Give the records again exactly, with every character kept.
##############################
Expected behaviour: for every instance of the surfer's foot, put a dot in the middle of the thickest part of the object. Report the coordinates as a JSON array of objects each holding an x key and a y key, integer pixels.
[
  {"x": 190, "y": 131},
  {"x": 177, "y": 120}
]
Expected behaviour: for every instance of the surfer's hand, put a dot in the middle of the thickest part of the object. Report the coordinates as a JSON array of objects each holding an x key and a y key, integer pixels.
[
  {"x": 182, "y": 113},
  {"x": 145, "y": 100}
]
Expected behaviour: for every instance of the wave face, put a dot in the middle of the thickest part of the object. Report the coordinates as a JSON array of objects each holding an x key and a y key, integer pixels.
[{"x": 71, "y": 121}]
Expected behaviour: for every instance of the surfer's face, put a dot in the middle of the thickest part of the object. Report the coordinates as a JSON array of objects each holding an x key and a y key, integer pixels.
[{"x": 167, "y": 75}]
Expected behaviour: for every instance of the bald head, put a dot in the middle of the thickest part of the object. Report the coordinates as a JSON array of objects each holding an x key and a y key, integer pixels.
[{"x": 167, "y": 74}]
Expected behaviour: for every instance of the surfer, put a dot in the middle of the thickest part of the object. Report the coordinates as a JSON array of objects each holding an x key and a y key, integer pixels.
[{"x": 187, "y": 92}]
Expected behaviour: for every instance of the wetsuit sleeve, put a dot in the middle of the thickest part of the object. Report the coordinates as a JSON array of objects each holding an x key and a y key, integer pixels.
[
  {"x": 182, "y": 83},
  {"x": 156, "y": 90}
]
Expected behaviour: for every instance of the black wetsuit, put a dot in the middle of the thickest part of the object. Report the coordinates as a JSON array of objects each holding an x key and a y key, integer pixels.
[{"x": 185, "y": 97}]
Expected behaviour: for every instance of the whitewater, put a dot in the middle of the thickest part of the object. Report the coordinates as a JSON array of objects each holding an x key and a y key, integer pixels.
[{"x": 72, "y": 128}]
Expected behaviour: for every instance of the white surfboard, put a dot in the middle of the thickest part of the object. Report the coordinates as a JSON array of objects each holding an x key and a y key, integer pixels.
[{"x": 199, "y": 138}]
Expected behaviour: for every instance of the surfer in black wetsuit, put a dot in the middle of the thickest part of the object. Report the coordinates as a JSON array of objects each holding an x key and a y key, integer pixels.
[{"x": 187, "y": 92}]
##############################
SOLUTION TO THE PROBLEM
Expected behaviour: for every instance of the surfer's foot, put a dot in the middle of the thickest part of the object. Report the coordinates as a JSON array of objects each holding an x key and a y key, integer pixels.
[
  {"x": 190, "y": 131},
  {"x": 177, "y": 120}
]
Expected behaviour: for every instance of the surfer's hand, put a dot in the middle of the thickest part of the object. Report the coordinates as a JSON array of objects each holding an x key and a y key, integer pixels.
[
  {"x": 182, "y": 113},
  {"x": 145, "y": 100}
]
Expected behaviour: for every instance of the wave face, put a dot in the middle of the thickest part of the object. Report the coordinates as a JSON array of objects each holding an x key and a y key, integer pixels.
[{"x": 71, "y": 121}]
Expected behaviour: for every instance of the surfer's face, put a dot in the middle of the thickest part of the object. Report the coordinates as a JSON array of objects each holding an x key and a y key, integer pixels.
[{"x": 167, "y": 75}]
Expected behaviour: for every instance of the bald head, put a dot in the middle of the thickest part of the object. Report the coordinates as a JSON array of objects each holding an x key and a y key, integer pixels.
[{"x": 167, "y": 74}]
Expected behaviour: for every instance of the surfer, put a dot in the middle of the thickest part of the object. Report the coordinates as a JSON array of objects each holding an x key and a y key, integer pixels.
[{"x": 187, "y": 92}]
Expected behaviour: for every instance of the wetsuit sleeve, put a dot in the middle of the thickest part of the object. Report the coordinates as a JSON array of objects each holding an x key and a y key, integer pixels.
[
  {"x": 182, "y": 83},
  {"x": 156, "y": 90}
]
Expected behaviour: for every instance of the black wetsuit, put a dot in the middle of the thickest part of the object. Report the coordinates as a JSON array of objects each holding an x key and a y key, integer pixels.
[{"x": 185, "y": 97}]
Expected behaviour: for every instance of the whitewater, put a dot in the middle of the thickest part of the object. Report the coordinates as a JSON array of objects each holding an x key and a y key, integer pixels.
[{"x": 72, "y": 128}]
Expected behaviour: for every instance of the white surfboard, put a dot in the middle of the thickest part of the object. Report the coordinates as a JSON array of objects each holding an x key and a y key, integer pixels.
[{"x": 199, "y": 138}]
Expected behaviour: for every instance of the surfer in black wetsuit, put a dot in the middle of the thickest part of the object. Report the coordinates as a JSON array of objects each holding an x key and a y key, integer pixels.
[{"x": 187, "y": 92}]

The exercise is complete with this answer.